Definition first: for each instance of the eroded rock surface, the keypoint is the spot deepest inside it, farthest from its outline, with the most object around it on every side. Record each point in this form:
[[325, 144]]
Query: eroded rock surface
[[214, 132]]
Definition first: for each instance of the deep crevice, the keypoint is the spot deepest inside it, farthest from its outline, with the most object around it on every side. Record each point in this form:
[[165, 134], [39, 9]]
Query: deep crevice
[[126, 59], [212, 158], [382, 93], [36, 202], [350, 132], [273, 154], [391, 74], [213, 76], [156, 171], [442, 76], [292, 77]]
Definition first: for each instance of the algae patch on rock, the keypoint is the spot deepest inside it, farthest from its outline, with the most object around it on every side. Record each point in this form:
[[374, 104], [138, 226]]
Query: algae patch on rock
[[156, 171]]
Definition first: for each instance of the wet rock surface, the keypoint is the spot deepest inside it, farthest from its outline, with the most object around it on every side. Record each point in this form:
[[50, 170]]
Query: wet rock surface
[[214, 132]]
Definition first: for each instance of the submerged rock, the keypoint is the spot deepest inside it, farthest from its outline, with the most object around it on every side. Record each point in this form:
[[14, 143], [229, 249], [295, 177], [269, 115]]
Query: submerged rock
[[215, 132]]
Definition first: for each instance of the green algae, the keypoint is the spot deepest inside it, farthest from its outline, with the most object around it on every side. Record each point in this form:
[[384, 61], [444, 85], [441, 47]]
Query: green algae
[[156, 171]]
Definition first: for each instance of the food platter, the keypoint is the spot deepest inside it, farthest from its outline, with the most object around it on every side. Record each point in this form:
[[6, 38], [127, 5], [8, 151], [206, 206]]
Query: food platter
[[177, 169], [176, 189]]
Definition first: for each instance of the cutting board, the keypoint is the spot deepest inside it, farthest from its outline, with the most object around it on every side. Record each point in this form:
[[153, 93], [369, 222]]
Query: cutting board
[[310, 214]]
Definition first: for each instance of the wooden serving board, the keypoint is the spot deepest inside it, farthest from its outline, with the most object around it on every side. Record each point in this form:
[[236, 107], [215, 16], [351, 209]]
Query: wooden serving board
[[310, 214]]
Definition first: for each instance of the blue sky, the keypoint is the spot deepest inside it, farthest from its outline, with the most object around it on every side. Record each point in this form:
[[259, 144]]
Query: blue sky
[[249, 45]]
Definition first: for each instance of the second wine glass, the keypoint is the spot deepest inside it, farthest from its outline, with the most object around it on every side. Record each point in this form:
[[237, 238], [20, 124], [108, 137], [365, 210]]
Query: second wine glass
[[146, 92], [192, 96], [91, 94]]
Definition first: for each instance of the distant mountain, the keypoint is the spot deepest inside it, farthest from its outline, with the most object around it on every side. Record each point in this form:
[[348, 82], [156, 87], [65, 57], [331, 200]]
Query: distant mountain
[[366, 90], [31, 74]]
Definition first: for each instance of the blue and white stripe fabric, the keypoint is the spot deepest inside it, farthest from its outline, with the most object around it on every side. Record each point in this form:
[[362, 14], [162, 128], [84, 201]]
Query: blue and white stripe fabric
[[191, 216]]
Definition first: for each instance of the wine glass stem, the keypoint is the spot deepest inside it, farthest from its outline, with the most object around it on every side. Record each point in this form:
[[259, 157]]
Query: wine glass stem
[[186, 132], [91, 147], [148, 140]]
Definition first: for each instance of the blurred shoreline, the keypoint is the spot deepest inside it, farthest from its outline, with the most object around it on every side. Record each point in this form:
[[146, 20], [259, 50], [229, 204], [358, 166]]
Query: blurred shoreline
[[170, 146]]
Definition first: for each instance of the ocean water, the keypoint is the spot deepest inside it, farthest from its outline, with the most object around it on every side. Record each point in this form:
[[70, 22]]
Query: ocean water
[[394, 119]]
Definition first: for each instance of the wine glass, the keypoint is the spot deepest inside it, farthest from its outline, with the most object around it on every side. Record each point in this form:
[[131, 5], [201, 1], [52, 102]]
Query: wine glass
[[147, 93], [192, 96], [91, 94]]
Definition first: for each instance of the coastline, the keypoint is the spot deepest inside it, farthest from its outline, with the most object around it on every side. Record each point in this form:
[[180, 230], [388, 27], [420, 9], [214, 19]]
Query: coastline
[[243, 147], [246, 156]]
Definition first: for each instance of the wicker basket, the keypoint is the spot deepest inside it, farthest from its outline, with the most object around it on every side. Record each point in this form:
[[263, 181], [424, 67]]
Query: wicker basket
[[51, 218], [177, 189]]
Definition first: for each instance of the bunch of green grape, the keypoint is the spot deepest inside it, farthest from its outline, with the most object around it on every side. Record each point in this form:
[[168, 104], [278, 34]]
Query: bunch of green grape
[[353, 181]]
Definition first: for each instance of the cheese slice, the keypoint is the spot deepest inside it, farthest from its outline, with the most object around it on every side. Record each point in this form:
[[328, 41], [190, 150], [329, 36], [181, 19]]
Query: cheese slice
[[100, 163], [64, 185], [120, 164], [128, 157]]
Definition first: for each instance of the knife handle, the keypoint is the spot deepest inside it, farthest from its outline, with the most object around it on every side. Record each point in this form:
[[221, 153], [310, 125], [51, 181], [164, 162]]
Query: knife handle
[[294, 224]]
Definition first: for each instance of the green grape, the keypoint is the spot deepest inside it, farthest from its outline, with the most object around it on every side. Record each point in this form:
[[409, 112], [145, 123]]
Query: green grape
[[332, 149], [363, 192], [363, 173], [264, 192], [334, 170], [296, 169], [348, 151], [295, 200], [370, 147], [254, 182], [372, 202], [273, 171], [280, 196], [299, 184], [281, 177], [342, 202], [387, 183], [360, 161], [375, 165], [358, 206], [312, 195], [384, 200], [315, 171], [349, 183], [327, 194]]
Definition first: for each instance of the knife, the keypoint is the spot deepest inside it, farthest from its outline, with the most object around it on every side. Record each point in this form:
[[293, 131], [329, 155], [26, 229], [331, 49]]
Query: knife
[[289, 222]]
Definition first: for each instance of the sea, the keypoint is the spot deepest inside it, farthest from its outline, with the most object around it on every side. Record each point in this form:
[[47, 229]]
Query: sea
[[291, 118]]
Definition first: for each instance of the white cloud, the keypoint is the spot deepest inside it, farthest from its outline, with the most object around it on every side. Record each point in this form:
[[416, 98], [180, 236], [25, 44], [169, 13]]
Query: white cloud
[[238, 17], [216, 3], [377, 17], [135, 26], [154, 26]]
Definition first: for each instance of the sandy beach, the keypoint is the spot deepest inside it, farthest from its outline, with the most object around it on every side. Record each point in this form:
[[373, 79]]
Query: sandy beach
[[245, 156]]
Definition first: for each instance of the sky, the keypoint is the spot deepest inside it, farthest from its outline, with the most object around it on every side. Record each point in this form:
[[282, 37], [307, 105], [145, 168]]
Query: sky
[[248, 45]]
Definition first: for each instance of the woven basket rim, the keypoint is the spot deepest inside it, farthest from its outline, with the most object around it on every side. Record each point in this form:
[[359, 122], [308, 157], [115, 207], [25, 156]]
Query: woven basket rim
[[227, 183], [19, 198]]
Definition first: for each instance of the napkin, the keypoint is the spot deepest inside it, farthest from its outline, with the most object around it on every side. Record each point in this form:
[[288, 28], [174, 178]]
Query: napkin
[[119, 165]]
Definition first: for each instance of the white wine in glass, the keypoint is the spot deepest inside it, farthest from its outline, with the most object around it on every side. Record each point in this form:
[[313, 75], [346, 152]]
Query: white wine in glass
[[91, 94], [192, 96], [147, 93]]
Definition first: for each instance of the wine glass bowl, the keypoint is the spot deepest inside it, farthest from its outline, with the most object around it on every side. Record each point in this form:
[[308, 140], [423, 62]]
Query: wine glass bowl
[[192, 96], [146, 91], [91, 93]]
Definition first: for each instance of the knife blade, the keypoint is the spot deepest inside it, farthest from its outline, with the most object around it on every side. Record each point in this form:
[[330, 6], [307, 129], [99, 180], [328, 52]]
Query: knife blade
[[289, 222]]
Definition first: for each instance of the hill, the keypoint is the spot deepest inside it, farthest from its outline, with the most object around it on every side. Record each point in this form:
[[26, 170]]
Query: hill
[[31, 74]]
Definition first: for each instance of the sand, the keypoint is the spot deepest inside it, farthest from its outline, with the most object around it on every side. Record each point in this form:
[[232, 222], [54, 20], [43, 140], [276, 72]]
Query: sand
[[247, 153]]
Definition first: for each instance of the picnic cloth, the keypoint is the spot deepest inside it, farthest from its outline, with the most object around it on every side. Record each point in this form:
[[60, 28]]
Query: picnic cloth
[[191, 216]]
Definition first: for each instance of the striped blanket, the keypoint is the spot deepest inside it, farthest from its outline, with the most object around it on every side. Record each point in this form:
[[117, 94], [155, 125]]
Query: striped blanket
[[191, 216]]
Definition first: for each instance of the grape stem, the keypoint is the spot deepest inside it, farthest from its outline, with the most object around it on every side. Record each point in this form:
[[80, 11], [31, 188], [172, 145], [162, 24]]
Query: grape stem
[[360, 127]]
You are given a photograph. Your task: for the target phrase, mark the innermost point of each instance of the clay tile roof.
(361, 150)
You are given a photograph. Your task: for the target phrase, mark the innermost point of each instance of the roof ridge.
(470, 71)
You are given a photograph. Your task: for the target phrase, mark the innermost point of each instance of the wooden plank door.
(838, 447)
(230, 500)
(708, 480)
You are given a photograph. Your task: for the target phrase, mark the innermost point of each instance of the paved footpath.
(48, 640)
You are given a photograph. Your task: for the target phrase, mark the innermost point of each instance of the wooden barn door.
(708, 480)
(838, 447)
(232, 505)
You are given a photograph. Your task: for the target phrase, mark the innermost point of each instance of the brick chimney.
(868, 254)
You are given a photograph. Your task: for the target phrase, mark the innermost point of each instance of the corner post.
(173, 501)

————

Problem description => Copy out, exactly and alone, the lines of the entries above between the ones holding "[[232, 222], [54, 20], [43, 140], [276, 72]]" and "[[117, 94], [155, 125]]", inclusive.

Output of the exercise =>
[[232, 222], [54, 20], [43, 140], [276, 72]]
Query: sand
[[247, 153]]
Definition first: for each instance of the picnic cloth, the keypoint is the spot deepest inside it, farthest from its outline, with the most object around it on every side. Record each point in this form:
[[60, 28]]
Query: picnic cloth
[[191, 216]]
Definition first: for each instance of the striped blanket, the keypoint is the spot deepest inside it, farthest from its outline, with the most object around it on every side. Record each point in this form:
[[117, 94], [155, 125]]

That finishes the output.